## BEGIN Source records
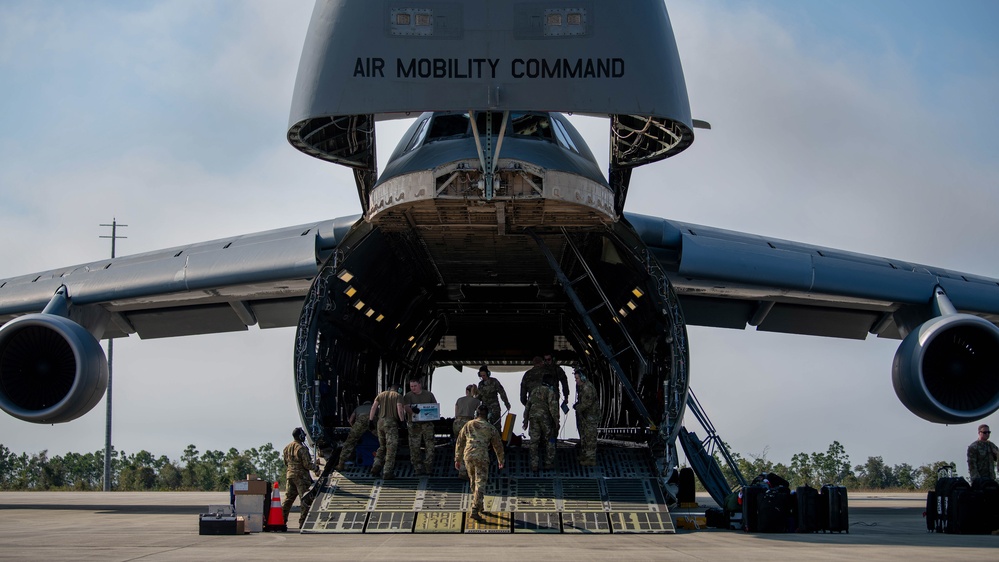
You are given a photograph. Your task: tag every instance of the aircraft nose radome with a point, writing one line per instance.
(525, 196)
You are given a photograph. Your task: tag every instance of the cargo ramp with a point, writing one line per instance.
(621, 494)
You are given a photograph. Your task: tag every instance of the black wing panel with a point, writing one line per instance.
(730, 279)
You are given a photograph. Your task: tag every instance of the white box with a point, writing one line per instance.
(428, 412)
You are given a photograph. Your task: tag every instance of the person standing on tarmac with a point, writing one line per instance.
(421, 433)
(587, 417)
(558, 374)
(386, 414)
(490, 391)
(298, 463)
(358, 421)
(982, 455)
(532, 378)
(472, 447)
(541, 413)
(464, 412)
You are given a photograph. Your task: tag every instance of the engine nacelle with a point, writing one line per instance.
(52, 370)
(947, 370)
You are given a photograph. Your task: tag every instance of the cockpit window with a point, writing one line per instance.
(532, 125)
(563, 136)
(418, 136)
(445, 126)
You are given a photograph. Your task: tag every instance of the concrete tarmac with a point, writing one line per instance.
(157, 526)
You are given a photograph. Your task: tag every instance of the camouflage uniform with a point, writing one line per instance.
(982, 457)
(557, 374)
(532, 378)
(472, 447)
(357, 430)
(388, 434)
(587, 418)
(298, 462)
(542, 415)
(421, 434)
(464, 412)
(490, 391)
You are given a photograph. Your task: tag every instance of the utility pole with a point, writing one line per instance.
(107, 428)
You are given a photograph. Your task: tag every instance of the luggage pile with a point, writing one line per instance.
(770, 506)
(957, 507)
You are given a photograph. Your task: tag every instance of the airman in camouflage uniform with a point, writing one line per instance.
(532, 378)
(983, 455)
(587, 408)
(358, 426)
(464, 412)
(387, 410)
(421, 433)
(298, 463)
(541, 413)
(490, 391)
(558, 373)
(474, 441)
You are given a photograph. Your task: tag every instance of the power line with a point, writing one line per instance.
(107, 427)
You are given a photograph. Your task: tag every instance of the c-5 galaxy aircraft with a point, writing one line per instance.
(491, 230)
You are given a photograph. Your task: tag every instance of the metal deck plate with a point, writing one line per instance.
(537, 494)
(570, 499)
(336, 522)
(488, 522)
(536, 522)
(445, 494)
(582, 494)
(641, 522)
(390, 522)
(439, 522)
(396, 495)
(630, 494)
(585, 522)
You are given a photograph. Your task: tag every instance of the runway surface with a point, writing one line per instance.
(164, 526)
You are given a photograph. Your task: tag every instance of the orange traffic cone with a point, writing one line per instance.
(275, 519)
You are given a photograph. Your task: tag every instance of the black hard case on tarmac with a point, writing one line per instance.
(966, 512)
(944, 495)
(219, 524)
(807, 503)
(774, 511)
(751, 498)
(990, 495)
(834, 509)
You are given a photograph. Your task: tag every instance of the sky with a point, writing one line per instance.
(867, 126)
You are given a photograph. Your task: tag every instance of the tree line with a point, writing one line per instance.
(215, 470)
(208, 471)
(834, 467)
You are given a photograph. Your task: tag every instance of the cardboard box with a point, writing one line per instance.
(428, 412)
(250, 487)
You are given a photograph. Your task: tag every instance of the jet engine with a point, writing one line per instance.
(52, 370)
(947, 370)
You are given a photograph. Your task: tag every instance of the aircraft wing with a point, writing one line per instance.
(732, 280)
(218, 286)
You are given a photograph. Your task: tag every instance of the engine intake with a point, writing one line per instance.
(52, 370)
(947, 370)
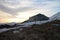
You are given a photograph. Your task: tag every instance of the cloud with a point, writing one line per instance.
(13, 6)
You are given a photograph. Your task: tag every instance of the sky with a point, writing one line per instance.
(21, 10)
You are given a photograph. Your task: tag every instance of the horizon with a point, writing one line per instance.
(20, 10)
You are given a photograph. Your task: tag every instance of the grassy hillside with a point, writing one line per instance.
(47, 31)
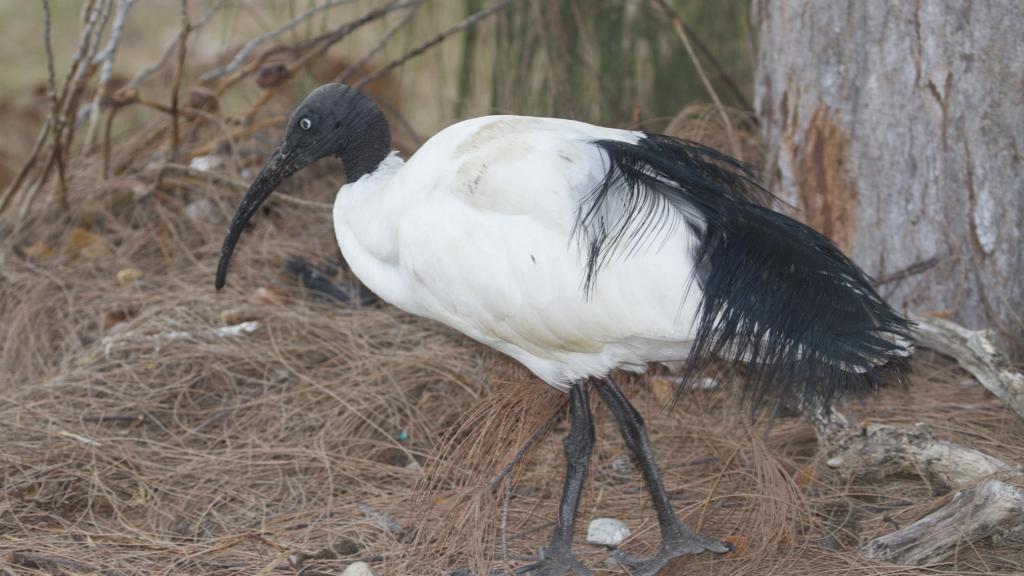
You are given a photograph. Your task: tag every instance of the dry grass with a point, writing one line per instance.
(135, 440)
(133, 449)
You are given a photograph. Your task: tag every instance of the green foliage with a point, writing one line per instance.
(608, 62)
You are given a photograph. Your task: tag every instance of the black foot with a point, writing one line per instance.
(683, 542)
(554, 562)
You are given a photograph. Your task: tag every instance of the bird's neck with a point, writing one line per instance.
(365, 151)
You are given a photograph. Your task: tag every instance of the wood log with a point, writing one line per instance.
(977, 353)
(991, 508)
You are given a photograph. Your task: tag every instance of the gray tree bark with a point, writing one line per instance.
(898, 128)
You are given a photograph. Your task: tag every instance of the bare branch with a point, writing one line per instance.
(243, 53)
(468, 22)
(105, 59)
(178, 73)
(350, 71)
(170, 49)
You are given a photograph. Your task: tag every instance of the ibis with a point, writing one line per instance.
(579, 250)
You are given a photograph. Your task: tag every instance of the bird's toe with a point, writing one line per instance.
(688, 544)
(555, 563)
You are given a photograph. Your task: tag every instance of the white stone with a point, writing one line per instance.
(606, 532)
(206, 163)
(358, 569)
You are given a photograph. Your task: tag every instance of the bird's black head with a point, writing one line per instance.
(334, 120)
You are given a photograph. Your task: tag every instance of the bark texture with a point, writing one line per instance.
(898, 129)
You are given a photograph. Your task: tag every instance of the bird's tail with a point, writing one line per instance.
(776, 294)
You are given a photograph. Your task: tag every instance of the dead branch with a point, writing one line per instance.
(351, 70)
(243, 53)
(178, 73)
(976, 352)
(171, 48)
(105, 60)
(992, 508)
(468, 22)
(973, 513)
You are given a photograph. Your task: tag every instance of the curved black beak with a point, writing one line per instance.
(281, 165)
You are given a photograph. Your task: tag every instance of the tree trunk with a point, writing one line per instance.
(898, 129)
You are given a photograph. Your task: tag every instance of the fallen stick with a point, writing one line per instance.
(992, 507)
(975, 351)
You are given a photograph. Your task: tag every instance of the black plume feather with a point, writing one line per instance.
(776, 294)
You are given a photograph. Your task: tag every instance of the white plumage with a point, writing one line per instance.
(578, 250)
(476, 231)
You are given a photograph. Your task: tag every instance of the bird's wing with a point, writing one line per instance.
(774, 292)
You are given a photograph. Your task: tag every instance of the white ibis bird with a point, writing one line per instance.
(579, 250)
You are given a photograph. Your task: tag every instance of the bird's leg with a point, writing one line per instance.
(557, 559)
(677, 538)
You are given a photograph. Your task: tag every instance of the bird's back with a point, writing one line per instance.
(578, 249)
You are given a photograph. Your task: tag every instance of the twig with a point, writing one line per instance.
(51, 95)
(323, 43)
(243, 53)
(178, 73)
(170, 49)
(468, 22)
(677, 23)
(105, 58)
(348, 72)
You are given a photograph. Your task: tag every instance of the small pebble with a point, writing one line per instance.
(606, 532)
(129, 276)
(206, 163)
(358, 569)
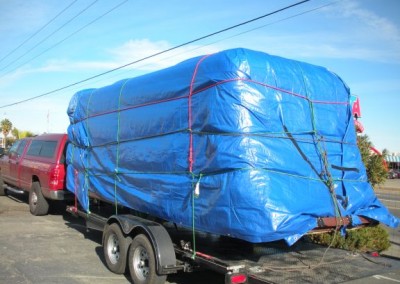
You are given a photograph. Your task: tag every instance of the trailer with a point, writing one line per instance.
(153, 249)
(241, 147)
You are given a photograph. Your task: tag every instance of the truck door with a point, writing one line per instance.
(6, 161)
(14, 160)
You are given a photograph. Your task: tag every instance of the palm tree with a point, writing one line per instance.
(6, 126)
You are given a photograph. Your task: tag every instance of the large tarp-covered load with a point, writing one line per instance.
(237, 143)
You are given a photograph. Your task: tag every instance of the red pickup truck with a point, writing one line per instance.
(36, 165)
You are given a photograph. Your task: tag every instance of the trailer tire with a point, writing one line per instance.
(38, 204)
(142, 262)
(115, 247)
(3, 191)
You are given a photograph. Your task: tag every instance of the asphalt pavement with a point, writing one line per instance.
(57, 248)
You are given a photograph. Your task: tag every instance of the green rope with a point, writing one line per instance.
(323, 155)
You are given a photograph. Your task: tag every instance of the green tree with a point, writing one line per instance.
(374, 163)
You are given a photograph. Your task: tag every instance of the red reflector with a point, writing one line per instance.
(238, 278)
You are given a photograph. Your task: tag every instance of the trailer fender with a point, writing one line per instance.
(157, 235)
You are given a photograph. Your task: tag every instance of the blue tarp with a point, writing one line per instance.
(237, 143)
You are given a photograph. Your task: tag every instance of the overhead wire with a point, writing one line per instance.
(47, 37)
(71, 35)
(157, 53)
(38, 31)
(230, 37)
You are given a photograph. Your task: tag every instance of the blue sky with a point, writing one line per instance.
(358, 40)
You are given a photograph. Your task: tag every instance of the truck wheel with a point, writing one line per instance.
(142, 262)
(115, 247)
(2, 189)
(38, 205)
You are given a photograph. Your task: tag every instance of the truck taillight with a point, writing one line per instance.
(236, 278)
(54, 176)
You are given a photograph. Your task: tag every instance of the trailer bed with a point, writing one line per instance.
(276, 262)
(272, 262)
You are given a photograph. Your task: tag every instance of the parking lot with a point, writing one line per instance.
(57, 248)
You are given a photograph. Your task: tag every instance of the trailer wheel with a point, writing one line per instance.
(142, 262)
(115, 248)
(3, 191)
(38, 205)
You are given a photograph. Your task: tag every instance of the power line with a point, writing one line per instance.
(72, 34)
(158, 53)
(38, 31)
(46, 38)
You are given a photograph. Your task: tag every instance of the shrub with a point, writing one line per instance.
(373, 238)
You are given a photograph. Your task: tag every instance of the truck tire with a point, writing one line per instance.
(115, 247)
(38, 205)
(142, 262)
(3, 191)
## END Source records
**Task prompt:** Take the lines above from the one holding "the truck taillight" to the last and output them exactly.

**Answer for the task:**
You are given a photograph. Your task: tag every instance of the truck taillight with a point, writing one line per instance.
(236, 278)
(54, 176)
You are given a photograph. Your task: tag every instance of the trailer bed with a point, writing one line per instance.
(276, 262)
(272, 262)
You are given a photograph. Your task: tag every instance of the parking lot with a point, writing one line per instance.
(57, 248)
You are given a photograph. Your task: tag every instance of the trailer wheel with a point, writing one line per instance.
(142, 262)
(115, 248)
(3, 191)
(38, 205)
You are given a photograph. Your task: tag every instance of the power line with a point, writing one line per instance.
(72, 34)
(158, 53)
(38, 31)
(46, 38)
You are given a photograph. Your task: tag every instance of the shrub with a point, writing one line per instance.
(373, 238)
You are given a photograph. Your task: tag every instance of the truck tire with a point, writing one line per instance.
(115, 247)
(38, 205)
(142, 262)
(3, 191)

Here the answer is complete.